- Work instructions
Update everything from the first line down to the line containing "point(542, 53)", replacing "decorative pillow" with "throw pillow" and keeping all else unchanged. Leave the pictures out of your answer.

- Input material
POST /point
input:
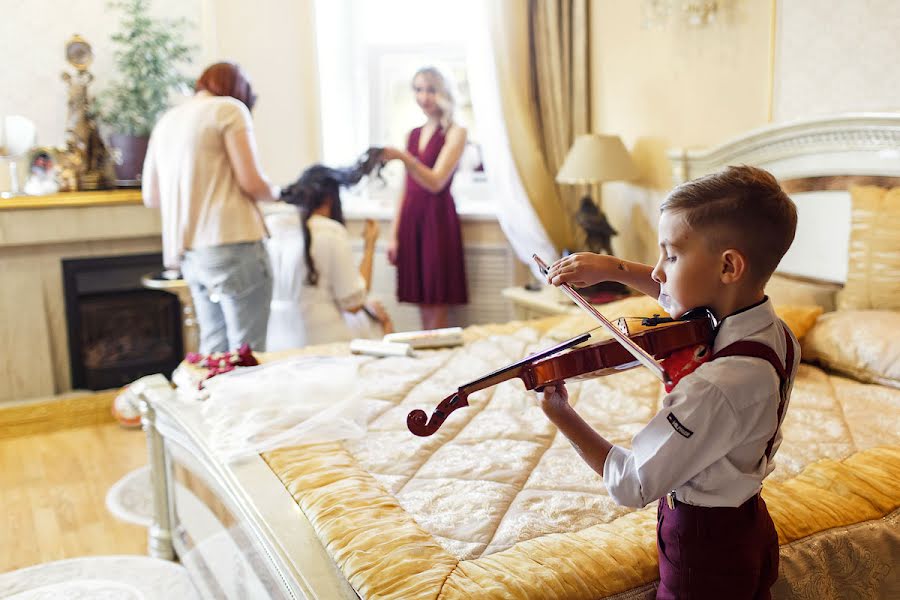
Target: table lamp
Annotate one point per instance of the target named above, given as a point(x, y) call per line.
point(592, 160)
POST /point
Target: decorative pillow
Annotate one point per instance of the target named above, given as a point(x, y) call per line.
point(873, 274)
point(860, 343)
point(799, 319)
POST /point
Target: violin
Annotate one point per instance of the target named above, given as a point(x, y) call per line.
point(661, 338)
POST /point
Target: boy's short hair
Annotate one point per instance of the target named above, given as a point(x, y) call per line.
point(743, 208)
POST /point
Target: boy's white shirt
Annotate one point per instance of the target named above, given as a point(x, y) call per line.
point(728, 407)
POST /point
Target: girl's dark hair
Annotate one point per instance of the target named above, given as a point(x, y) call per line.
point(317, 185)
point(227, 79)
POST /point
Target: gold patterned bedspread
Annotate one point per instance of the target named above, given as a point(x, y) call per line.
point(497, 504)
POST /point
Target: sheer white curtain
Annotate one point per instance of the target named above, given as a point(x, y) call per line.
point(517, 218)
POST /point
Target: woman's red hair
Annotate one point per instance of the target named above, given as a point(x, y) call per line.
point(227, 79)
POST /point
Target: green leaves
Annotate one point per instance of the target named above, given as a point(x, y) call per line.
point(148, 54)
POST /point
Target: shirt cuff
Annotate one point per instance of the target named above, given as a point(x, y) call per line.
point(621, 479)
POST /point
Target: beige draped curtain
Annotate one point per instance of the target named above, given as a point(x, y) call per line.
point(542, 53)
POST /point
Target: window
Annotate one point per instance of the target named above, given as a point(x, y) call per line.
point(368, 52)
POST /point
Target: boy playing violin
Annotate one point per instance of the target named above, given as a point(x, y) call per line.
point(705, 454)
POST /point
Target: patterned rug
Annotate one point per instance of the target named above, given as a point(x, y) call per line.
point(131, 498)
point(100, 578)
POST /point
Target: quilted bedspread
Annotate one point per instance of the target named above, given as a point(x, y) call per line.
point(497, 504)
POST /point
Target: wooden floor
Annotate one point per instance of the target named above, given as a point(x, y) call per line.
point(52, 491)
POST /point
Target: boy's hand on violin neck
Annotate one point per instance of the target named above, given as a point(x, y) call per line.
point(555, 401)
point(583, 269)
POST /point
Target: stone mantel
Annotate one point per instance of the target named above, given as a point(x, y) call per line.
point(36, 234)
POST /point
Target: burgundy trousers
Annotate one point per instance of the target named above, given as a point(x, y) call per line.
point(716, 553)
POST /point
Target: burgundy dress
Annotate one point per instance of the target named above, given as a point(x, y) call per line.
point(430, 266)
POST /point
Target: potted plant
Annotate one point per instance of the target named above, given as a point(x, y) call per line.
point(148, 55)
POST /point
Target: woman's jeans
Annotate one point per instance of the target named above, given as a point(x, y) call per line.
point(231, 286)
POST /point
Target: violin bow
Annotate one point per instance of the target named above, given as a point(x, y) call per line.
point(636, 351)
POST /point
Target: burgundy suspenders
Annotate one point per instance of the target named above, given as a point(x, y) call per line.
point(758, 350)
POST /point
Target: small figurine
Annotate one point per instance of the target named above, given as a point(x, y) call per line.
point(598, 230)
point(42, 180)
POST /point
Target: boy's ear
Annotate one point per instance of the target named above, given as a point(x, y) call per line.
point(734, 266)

- Task answer
POST /point
input:
Target: table lamp
Annotate one point per instance of the target named above, given as a point(x, y) call per line.
point(592, 160)
POST /point
Target: throw pillow
Annotate one point per instance of the target named above, given as a point(x, y) call per line.
point(873, 274)
point(860, 343)
point(799, 319)
POST /point
Target: violin
Annotate one point per instance of the target named above, given as a point(x, y) call per line.
point(661, 338)
POST /point
Target: boy's short hair
Annotate one point per instance of the target named above, given as a point(x, y) call per line.
point(743, 208)
POST /point
Target: boy's white shirt
Annotate one point per instance of the target named above, given as a point(x, y) call per line.
point(728, 407)
POST /point
Target: girl's dark hair
Annotate one point per instance of the target named above, given as a point(x, y) call per line.
point(317, 185)
point(227, 79)
POST /point
Target: gold patterned bedspread
Annotate one point per instance of the target named above, given as a point(x, y) call per line.
point(497, 504)
POST /point
Target: sheer white curtain
Annotate one point per instance of the target named above, given as a point(x, y) call per line.
point(517, 218)
POST /point
Target: woman's red hair
Annotate one point per instance of the target named above, given as a point(x, y) call per line.
point(227, 79)
POST /point
Target: green leaves
Annotate one point per instance of the target named above, given as a point(x, y) call per line.
point(148, 54)
POST /point
Target: shirt cuff
Annotate one point per instance of the target named above, given as a point(x, y) call per line.
point(621, 479)
POST /point
Target: beige draped curtain
Annotate one point per instance of the target named above, given as a point(x, y) call per line.
point(542, 53)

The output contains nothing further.